Pointing dataset excerpts:
§ §

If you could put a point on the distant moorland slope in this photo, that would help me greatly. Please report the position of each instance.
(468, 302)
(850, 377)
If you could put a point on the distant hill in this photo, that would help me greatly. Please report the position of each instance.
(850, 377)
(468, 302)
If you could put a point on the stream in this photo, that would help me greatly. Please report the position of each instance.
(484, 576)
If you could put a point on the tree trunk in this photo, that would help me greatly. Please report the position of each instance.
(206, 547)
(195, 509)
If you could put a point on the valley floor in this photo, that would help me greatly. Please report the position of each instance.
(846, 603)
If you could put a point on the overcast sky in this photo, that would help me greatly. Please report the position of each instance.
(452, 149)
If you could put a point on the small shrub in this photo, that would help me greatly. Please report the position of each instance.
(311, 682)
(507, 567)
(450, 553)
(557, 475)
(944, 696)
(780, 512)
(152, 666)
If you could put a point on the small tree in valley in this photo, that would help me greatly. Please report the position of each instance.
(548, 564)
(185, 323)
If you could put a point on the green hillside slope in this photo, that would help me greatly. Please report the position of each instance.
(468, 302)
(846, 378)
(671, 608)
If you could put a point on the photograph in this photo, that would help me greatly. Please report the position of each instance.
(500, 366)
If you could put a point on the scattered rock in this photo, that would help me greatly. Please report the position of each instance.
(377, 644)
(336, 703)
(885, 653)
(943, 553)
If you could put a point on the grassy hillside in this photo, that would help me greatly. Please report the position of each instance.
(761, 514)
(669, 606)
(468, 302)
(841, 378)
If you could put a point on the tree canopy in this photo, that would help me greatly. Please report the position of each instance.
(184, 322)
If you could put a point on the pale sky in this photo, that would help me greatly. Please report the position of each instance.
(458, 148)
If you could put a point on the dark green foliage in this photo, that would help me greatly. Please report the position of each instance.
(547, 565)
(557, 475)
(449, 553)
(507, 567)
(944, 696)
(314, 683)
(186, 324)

§ §

Stated task:
Repeat word for word the part of the listing that begins with the line containing "If you could put a point on the dark" and continues through the end of the listing.

The response:
If you could put a point on the dark green foliage in this photo, that would help me greatly. Please report the position of each instance.
(547, 565)
(557, 475)
(449, 553)
(507, 567)
(944, 696)
(314, 683)
(186, 324)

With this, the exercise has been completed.